> What is required:
Please count the lines in the data below that contain the string "church", treating uppercase and lowercase as different, and reply with the number alone.

Raw records
-- Begin --

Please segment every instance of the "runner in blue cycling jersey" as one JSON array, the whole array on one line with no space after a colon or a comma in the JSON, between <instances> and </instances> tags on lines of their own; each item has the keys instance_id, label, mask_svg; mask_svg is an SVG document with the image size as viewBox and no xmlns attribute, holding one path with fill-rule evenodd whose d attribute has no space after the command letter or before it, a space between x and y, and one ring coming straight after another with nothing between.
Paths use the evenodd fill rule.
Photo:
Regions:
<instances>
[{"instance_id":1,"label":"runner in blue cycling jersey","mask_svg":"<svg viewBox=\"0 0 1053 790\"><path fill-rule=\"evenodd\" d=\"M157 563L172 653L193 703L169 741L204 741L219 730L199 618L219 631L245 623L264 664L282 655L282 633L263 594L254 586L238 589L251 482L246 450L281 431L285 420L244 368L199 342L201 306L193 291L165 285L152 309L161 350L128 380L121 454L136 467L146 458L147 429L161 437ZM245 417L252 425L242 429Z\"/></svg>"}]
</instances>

-- End --
-- Begin --

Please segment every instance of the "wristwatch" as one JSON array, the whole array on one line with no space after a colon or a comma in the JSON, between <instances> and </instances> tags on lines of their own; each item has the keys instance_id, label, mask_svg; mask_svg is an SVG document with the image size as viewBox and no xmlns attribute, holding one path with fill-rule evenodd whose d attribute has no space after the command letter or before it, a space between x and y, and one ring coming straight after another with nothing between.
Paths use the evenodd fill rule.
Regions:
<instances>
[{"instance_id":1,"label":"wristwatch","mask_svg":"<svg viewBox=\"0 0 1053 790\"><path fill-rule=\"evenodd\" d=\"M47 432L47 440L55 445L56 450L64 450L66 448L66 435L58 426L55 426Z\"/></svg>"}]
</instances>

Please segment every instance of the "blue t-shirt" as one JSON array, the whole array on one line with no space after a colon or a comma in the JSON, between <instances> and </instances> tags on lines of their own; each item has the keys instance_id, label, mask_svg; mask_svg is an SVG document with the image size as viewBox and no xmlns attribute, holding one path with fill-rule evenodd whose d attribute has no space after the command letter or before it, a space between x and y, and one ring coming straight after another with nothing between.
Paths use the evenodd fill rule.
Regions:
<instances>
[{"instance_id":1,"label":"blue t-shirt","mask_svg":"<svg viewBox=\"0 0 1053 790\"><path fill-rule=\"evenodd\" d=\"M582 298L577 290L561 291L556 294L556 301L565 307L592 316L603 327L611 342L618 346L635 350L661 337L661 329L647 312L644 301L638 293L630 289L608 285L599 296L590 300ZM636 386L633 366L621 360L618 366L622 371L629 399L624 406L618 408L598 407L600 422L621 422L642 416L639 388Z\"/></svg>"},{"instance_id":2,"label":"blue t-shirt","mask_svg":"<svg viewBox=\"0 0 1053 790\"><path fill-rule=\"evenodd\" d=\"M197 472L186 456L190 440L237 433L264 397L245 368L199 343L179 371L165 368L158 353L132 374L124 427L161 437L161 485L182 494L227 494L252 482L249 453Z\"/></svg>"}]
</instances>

-- End --
-- Begin --

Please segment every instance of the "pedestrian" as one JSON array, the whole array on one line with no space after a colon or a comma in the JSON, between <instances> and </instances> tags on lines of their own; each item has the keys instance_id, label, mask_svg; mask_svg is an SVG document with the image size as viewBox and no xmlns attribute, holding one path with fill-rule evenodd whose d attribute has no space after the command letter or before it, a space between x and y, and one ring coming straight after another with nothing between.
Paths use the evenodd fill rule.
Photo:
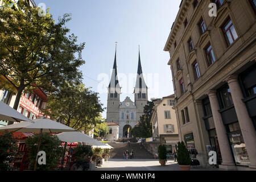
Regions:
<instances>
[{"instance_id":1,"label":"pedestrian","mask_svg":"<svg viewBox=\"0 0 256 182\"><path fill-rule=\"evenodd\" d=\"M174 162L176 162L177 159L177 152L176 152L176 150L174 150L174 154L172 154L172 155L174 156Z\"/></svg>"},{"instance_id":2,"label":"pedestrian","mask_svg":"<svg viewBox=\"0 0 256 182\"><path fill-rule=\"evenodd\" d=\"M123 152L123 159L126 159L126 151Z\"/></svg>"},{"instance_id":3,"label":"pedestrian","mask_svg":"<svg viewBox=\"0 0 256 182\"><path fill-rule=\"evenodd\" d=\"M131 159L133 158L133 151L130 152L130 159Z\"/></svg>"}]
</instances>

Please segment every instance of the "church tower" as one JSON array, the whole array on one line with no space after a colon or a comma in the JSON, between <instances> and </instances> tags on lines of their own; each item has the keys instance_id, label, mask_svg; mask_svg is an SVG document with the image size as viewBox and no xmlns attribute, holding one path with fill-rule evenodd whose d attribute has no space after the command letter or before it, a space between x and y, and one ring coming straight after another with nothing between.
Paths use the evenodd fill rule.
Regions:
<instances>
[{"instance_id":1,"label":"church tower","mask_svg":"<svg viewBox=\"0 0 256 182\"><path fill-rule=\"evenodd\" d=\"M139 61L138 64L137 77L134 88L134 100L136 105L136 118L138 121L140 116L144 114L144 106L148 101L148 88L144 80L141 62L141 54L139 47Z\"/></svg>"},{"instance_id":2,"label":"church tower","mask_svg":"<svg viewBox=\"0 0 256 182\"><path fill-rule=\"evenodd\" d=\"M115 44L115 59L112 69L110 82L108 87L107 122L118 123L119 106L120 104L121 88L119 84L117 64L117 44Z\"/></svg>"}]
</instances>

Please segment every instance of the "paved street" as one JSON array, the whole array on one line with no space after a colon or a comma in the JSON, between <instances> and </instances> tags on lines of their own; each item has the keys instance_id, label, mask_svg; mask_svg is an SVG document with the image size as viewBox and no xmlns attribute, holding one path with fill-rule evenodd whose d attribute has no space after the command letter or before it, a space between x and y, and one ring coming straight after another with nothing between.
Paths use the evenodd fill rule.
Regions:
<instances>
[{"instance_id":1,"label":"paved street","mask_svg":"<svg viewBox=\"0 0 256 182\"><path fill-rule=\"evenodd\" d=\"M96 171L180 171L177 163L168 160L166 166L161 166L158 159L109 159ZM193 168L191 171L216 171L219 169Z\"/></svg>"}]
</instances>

-- End --

> Complete output:
2